▶ [Quoted passage]:

Scenario 2: Weighted routing between providers

  1. Create a file named LLMProvider-moonshot.yaml with the following content.

    apiVersion: istio.alibabacloud.com/v1beta1
    kind: LLMProvider
    metadata:  
      name: moonshot
    spec:
      host: api.moonshot.cn # This must be unique among providers.
      path: /v1/chat/completions
      configs:
        defaultConfig:
          openAIConfig:
            model: moonshot-v1-8k
            stream: false
            apiKey: ${YOUR_MOONSHOT_API_KEY}
  2. Run the following command to create the LLMProvider for Moonshot.

    kubectl --kubeconfig=${PATH_TO_ASM_KUBECONFIG} apply -f LLMProvider-moonshot.yaml
  3. Create a file named demo-llm-server.yaml with the following content.

    apiVersion: v1
    kind: Service
    metadata:
      name: demo-llm-server
      namespace: default
    spec:
      ports:
      - name: http
        port: 80
        protocol: TCP
        targetPort: 80
      selector:
        app: none
      type: ClusterIP
  4. Run the following command to create the demo-llm-server service.

    kubectl apply -f demo-llm-server.yaml
  5. Update the LLMRoute.yaml file with the following content.

    apiVersion: istio.alibabacloud.com/v1beta1
    kind: LLMRoute
    metadata:
      name: demo-llm-server
      namespace: default
    spec:
      host: demo-llm-server
      rules:
      - backendRefs:
        - providerHost: dashscope.aliyuncs.com
          weight: 50
        - providerHost: api.moonshot.cn
          weight: 50
        name: migrate-rule
  6. Run the following command to update the LLMRoute routing rule.

    kubectl --kubeconfig=${PATH_TO_ASM_KUBECONFIG} apply -f LLMRoute.yaml
  7. Run the following command multiple times.

▶ [Problems and tasks]:
[1] List every YAML file name that the weighted routing guide names.
[2] Print the part of the weighted routing guide starting with "1. Create a" and going on through "unique among providers.".
The records have nothing to do with the weighted routing guide.

[Dataset entries]
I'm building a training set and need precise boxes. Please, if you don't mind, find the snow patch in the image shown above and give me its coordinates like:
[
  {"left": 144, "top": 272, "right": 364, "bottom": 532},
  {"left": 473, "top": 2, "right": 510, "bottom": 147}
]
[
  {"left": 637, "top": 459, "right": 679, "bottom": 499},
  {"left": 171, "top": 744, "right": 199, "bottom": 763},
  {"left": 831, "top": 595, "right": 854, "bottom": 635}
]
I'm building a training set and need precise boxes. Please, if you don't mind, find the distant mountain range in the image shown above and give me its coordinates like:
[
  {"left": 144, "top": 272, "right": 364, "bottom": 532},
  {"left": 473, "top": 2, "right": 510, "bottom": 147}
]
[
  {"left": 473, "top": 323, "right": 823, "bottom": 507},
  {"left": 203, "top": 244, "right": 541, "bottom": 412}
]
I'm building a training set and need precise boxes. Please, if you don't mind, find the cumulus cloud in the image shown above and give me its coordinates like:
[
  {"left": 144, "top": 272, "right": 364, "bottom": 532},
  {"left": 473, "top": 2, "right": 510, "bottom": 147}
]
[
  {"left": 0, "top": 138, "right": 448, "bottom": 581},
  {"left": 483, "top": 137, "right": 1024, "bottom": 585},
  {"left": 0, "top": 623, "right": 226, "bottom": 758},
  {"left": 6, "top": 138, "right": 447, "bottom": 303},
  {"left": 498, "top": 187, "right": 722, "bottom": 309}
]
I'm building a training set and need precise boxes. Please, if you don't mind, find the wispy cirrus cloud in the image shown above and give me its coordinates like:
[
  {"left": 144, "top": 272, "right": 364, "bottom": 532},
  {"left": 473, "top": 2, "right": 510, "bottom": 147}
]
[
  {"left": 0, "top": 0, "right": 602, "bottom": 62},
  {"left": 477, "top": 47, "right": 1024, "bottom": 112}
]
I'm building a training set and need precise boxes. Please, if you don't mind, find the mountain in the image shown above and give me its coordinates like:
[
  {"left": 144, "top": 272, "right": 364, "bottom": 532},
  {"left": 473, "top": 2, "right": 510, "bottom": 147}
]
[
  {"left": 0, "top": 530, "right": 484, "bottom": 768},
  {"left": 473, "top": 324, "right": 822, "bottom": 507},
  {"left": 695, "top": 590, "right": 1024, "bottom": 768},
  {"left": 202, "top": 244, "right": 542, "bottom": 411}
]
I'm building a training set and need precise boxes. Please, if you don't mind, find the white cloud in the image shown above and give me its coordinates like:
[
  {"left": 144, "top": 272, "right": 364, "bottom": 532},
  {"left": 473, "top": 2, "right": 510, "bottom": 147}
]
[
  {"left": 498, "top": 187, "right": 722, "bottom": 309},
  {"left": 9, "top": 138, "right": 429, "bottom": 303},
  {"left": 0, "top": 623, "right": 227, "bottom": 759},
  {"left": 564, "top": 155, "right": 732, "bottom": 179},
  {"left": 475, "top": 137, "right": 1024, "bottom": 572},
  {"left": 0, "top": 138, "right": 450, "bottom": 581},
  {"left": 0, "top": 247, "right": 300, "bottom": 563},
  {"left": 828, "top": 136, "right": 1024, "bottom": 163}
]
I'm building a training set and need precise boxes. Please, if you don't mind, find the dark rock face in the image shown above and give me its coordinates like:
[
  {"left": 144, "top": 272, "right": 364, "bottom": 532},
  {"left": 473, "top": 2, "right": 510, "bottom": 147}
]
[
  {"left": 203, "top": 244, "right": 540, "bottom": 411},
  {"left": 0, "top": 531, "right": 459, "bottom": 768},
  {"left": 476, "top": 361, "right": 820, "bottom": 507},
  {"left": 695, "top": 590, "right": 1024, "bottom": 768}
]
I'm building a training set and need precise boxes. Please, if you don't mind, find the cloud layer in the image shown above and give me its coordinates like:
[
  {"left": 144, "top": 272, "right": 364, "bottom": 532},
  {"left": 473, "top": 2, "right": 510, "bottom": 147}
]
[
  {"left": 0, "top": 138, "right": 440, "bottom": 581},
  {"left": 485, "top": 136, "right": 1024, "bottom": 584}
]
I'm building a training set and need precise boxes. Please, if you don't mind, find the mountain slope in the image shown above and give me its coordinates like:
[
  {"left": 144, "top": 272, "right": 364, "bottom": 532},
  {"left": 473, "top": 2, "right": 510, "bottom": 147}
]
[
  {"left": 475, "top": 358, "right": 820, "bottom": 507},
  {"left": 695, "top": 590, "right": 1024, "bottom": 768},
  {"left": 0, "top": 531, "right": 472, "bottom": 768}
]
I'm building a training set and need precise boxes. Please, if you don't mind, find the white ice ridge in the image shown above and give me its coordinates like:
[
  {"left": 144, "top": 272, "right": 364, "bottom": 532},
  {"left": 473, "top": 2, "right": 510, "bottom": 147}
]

▶ [Results by task]:
[1]
LLMProvider-moonshot.yaml
demo-llm-server.yaml
LLMRoute.yaml

[2]
1. Create a file named LLMProvider-moonshot.yaml with the following content.

    apiVersion: istio.alibabacloud.com/v1beta1
    kind: LLMProvider
    metadata:  
      name: moonshot
    spec:
      host: api.moonshot.cn # This must be unique among providers.